Today, 2:55 p.m., Laurel Park, Rapid Redux attacks Citation.

Citation, in his Triple Crown-winning campaign of 1948, won 19 of 20 starts to set the record for the most wins in a calendar year. Rapid Redux sits at 18-for-18 in 2011.

The argument against Rapid Redux in any conversation has been his “minor league” credentials, that his penchant for winning has come against inferior competition. But the elite horses’ penchant for mediocrity seems no more deserving of praise than Rapid Redux. I’ll take an A+ minor leaguer over a C- elite horse, especially in 2011.

No one’s comparing Rapid Redux to Citation, that’s like comparing Jackie Moon to Dr. J. Still, the two names share the sentence.
“Citation is one of the all-time greats, just to be mentioned in the same sentence is unbelievable,” owner Robert Cole said. “The Citation record has stood for more than 60 years so I would like to get a part of that and possibly break it before the end of the month. That record might be more impressive, not that the consecutive record isn’t, because how a horse can win 19 races in one calendar year is like going to another galaxy on a space ship. It is beyond imagination.”

== PROBLEM A ==
Please pull out every line of the listing that contains the string "plume", matching its case.

(Records of labeled points, listed)
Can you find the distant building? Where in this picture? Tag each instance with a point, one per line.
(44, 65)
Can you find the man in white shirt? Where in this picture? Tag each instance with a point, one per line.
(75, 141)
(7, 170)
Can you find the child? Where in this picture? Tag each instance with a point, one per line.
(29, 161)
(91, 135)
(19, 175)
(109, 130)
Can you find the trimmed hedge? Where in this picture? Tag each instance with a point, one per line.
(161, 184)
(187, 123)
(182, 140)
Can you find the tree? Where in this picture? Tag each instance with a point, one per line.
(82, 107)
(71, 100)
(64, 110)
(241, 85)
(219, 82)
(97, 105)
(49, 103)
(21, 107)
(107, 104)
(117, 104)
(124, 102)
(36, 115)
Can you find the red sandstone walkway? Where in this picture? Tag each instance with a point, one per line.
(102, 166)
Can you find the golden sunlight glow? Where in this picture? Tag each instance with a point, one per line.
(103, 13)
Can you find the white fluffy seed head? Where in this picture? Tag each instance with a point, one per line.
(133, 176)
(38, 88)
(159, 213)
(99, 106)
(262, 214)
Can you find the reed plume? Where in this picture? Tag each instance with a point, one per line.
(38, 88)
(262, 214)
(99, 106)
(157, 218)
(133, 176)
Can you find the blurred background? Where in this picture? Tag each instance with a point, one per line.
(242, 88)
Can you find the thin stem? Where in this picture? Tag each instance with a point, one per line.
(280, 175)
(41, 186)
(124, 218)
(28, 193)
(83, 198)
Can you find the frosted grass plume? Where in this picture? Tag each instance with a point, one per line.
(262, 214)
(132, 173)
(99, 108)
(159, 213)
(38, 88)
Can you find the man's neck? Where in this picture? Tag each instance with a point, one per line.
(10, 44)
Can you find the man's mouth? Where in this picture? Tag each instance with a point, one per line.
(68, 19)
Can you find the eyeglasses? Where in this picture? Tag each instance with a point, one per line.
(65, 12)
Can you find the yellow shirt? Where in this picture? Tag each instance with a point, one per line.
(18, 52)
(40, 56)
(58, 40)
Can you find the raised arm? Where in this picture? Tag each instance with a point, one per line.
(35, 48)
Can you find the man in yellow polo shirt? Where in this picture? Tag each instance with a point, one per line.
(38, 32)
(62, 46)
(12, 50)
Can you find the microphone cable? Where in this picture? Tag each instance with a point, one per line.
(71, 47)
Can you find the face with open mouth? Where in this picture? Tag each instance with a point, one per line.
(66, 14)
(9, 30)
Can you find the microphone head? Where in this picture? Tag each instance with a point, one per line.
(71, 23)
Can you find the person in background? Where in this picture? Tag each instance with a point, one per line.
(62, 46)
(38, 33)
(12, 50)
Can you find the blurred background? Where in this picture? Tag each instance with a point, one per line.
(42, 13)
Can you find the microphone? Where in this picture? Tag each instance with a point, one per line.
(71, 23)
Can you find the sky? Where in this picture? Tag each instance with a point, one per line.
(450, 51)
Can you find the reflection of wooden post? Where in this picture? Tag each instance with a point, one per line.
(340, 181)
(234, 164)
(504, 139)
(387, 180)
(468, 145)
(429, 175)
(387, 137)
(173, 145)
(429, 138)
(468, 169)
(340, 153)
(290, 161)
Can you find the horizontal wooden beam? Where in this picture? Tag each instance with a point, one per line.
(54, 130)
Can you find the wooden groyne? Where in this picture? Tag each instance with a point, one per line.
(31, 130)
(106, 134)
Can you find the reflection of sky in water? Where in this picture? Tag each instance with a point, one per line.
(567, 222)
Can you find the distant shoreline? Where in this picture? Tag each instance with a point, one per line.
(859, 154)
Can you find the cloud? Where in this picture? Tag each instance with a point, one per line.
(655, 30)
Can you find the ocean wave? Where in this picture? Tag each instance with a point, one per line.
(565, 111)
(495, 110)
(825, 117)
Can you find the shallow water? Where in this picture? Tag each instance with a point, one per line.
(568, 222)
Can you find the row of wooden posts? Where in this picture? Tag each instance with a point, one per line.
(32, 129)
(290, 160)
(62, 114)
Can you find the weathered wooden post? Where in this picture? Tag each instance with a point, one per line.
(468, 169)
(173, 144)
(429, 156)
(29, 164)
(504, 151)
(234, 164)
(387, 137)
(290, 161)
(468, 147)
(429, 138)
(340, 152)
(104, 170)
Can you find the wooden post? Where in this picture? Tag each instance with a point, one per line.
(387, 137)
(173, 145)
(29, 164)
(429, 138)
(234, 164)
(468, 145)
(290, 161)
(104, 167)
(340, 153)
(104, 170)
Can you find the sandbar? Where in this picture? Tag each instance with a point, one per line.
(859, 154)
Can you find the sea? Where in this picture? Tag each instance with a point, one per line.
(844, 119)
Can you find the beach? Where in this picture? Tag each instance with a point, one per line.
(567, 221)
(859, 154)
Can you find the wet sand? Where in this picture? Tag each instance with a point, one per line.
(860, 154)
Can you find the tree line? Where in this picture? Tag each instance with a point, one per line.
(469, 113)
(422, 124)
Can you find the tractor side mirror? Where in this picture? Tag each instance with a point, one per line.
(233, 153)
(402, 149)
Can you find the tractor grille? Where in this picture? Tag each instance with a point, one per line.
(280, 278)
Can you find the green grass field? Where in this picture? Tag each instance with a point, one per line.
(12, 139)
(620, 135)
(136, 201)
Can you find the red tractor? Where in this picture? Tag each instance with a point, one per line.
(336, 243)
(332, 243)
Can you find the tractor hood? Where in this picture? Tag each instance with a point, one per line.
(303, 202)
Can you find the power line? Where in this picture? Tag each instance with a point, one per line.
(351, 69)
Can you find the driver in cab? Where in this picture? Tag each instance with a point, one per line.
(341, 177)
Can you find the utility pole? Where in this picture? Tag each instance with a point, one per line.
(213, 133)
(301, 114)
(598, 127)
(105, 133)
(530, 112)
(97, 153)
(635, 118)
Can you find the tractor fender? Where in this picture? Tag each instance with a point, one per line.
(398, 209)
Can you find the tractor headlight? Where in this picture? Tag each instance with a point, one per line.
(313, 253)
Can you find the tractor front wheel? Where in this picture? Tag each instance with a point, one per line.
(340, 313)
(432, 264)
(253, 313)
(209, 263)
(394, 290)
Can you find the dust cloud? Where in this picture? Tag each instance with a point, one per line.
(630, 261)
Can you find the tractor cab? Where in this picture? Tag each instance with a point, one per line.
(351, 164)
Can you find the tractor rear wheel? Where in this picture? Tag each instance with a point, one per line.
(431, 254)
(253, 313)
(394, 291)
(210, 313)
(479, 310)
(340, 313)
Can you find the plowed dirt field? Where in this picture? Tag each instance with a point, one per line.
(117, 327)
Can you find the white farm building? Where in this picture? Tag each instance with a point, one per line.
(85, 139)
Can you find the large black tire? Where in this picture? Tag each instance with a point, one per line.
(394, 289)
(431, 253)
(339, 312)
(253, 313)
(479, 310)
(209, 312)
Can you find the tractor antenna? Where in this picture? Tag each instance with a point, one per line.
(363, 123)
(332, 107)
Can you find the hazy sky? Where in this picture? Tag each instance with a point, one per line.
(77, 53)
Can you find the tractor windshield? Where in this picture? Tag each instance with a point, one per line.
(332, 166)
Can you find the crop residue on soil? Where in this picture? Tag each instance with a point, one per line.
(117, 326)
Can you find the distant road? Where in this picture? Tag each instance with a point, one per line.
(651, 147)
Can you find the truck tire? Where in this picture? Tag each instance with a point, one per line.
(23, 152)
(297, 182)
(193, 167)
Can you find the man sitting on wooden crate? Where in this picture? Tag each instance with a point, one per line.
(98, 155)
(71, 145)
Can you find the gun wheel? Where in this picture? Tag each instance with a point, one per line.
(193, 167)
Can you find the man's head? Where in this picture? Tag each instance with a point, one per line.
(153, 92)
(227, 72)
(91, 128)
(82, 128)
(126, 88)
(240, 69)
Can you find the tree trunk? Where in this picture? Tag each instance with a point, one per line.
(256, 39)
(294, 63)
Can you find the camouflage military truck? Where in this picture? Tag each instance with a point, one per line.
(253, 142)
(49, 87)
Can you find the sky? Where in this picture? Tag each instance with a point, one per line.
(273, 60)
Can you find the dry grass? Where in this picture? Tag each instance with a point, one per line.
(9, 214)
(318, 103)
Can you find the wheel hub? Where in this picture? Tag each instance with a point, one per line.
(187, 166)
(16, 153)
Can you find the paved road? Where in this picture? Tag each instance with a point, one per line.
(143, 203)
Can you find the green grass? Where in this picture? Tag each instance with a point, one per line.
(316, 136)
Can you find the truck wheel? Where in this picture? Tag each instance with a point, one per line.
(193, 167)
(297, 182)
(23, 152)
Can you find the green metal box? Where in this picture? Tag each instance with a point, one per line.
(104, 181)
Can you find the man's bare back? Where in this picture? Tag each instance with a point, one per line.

== PROBLEM B ==
Condense the paragraph of the Rapid Redux article that begins "The argument against Rapid Redux" into two shorter sentences that keep its main points.

== ANSWER A ==
Can you find the reed plume? Where in this picture? Tag each instance with a point, one per line.
Can you find the frosted grass plume? Where in this picture? Tag each instance with a point, one per line.

== ANSWER B ==
Critics of Rapid Redux point to his "minor league" credentials and say his wins came against inferior competition. Yet the elite horses' mediocrity deserves no more praise, and in 2011 the writer prefers an A+ minor leaguer to a C- elite horse.